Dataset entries

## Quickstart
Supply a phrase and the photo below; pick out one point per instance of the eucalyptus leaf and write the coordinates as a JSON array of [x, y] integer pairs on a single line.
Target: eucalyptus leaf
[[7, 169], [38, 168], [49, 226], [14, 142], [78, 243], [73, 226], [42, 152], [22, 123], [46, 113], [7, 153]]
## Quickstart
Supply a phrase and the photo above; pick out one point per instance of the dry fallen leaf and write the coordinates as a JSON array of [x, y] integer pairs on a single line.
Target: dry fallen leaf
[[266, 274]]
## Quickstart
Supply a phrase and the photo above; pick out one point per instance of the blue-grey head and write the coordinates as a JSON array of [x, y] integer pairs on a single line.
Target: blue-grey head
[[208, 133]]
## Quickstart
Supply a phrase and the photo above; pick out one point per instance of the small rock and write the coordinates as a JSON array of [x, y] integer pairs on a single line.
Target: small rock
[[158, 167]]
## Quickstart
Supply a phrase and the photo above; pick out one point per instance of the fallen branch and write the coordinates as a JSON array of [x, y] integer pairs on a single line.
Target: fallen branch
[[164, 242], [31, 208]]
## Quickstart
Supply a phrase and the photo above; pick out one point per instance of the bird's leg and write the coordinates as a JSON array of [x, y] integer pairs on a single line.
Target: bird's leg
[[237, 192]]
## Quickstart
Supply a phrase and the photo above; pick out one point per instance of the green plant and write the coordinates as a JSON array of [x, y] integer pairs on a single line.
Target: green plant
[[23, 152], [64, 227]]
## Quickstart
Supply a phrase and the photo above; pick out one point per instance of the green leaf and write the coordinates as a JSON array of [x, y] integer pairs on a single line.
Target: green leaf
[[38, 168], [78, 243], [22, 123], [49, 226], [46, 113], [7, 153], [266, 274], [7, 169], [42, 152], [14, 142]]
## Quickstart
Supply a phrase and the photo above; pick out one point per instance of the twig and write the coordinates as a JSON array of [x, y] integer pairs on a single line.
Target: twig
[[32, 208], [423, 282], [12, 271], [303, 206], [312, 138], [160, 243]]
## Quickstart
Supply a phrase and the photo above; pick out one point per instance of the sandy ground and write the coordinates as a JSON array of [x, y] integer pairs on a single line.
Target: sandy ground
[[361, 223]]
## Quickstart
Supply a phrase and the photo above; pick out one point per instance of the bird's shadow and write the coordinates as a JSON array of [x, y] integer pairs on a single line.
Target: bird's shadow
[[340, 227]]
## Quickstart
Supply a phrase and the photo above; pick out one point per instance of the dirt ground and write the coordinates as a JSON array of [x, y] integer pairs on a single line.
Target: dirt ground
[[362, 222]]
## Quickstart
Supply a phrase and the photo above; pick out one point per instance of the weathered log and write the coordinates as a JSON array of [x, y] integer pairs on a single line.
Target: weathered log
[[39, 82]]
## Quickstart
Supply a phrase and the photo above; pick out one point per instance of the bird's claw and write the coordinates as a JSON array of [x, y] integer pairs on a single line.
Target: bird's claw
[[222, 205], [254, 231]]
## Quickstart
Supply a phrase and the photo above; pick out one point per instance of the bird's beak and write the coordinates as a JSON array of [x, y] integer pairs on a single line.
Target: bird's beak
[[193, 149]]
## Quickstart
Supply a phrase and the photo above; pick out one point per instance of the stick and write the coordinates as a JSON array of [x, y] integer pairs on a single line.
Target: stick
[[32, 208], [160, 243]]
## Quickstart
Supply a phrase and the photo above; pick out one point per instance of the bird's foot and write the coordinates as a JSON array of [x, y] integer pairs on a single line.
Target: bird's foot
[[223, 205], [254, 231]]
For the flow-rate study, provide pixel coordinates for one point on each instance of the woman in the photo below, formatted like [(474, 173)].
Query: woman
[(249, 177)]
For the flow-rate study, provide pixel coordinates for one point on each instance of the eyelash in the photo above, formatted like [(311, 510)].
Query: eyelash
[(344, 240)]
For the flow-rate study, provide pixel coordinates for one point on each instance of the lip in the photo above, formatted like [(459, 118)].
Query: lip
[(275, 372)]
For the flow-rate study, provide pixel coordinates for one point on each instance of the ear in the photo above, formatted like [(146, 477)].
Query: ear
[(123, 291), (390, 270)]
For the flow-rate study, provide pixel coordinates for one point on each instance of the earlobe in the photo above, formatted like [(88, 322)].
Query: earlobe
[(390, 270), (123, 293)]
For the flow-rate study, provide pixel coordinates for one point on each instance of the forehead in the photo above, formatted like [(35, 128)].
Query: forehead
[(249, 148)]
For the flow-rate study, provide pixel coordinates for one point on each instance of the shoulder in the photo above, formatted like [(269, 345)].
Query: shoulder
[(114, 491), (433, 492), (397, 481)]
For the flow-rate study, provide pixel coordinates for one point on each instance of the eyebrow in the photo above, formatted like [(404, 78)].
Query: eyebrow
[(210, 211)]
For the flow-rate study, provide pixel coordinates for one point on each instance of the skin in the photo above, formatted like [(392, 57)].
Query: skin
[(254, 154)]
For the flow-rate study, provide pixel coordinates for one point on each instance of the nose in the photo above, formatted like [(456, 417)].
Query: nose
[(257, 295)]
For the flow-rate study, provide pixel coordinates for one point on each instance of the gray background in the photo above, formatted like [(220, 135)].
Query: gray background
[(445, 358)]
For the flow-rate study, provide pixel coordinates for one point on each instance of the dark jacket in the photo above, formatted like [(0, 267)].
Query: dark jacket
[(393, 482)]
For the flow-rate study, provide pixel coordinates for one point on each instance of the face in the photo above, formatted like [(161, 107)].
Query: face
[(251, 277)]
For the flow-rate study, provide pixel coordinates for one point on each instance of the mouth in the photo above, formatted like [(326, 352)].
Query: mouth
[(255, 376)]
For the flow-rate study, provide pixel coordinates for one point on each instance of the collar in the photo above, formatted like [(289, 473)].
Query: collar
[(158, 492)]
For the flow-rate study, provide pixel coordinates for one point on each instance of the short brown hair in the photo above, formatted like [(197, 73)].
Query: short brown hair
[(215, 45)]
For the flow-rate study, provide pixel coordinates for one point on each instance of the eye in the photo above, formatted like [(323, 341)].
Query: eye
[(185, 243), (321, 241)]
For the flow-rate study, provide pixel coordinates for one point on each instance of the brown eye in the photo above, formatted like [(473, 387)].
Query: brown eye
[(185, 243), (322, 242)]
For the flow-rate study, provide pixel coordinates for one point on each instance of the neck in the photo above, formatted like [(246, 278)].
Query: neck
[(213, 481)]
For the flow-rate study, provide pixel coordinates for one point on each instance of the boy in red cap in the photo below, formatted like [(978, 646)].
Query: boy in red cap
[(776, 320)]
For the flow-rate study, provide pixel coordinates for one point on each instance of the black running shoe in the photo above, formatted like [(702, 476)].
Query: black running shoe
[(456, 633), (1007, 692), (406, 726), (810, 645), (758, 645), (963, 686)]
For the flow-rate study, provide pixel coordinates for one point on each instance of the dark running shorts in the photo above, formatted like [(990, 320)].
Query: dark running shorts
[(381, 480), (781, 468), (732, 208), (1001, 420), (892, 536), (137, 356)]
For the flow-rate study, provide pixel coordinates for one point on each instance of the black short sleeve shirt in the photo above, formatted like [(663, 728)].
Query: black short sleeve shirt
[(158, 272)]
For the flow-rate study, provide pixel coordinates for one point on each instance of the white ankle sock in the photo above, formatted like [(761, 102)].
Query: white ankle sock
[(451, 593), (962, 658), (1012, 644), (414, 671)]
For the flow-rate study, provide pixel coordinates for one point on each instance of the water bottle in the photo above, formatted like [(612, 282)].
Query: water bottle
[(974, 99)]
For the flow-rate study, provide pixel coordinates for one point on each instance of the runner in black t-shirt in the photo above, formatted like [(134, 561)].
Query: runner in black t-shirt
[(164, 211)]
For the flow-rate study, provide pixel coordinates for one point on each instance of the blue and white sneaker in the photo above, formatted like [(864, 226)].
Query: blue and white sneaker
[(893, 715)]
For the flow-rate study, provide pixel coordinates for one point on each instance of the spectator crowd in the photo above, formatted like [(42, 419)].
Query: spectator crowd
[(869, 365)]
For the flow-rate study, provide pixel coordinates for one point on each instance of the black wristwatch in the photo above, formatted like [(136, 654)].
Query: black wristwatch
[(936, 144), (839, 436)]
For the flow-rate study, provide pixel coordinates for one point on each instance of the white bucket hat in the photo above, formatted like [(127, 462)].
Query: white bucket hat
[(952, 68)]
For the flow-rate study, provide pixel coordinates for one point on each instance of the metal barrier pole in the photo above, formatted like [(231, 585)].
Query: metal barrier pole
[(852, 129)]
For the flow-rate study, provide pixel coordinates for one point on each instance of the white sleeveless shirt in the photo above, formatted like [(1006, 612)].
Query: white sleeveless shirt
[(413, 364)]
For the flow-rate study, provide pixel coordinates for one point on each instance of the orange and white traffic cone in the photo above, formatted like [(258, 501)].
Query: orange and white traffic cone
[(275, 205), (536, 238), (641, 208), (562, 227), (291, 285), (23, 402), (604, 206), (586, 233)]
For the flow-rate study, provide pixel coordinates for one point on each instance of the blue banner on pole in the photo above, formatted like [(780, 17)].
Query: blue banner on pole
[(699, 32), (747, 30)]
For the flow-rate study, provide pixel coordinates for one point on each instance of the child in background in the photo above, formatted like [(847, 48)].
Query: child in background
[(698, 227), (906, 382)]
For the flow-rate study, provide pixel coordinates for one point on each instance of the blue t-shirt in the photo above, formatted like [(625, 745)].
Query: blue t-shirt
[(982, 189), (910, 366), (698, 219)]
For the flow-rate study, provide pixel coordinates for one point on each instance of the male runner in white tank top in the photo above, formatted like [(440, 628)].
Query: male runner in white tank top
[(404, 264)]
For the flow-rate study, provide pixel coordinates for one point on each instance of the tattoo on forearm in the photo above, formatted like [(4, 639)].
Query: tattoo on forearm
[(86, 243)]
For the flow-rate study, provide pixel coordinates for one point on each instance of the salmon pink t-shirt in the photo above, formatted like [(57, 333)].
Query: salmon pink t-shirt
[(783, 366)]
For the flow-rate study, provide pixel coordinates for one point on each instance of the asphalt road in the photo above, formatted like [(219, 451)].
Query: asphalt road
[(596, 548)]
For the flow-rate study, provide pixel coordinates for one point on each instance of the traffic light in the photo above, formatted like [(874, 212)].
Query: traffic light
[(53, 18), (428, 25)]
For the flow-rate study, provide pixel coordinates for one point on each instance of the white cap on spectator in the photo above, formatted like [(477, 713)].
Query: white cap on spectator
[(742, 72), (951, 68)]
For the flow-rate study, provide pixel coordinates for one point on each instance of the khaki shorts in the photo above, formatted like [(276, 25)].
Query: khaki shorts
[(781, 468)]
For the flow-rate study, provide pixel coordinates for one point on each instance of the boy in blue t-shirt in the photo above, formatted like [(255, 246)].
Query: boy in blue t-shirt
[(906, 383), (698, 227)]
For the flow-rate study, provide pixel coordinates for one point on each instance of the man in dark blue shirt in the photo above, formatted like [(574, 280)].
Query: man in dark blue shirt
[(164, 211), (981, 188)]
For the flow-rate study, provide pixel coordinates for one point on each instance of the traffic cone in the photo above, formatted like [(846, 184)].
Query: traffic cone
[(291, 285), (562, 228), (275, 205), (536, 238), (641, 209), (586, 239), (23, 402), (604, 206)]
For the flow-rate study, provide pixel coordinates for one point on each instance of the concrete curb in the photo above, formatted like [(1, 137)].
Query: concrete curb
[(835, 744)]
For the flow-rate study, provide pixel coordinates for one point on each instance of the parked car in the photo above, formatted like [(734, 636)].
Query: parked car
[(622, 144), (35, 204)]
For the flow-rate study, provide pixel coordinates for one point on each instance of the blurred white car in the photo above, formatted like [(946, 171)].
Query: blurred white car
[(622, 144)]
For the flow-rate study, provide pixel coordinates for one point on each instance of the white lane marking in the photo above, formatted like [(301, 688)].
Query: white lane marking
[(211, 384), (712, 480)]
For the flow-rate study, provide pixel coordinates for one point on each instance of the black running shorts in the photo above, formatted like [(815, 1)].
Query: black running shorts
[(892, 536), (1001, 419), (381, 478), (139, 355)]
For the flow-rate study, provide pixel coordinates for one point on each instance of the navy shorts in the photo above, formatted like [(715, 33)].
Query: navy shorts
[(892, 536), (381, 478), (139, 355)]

▸ Problem details:
For every line in the data above that holds "below", return the line itself.

▸ Completed task:
Supply a phrase and the photo below; pick out one point per instance of the eucalyptus leaf and write the coordinates as a JSON array of [x, y] integer pairs on a single line.
For the flow-rate study, provide pixel coordinates for one point on each instance of the woman in the photo below, formatted like [(474, 173)].
For the flow-rate study, provide pixel coordinates for one point on each instance of the boy in red cap in the photo below, formatted like [(978, 646)].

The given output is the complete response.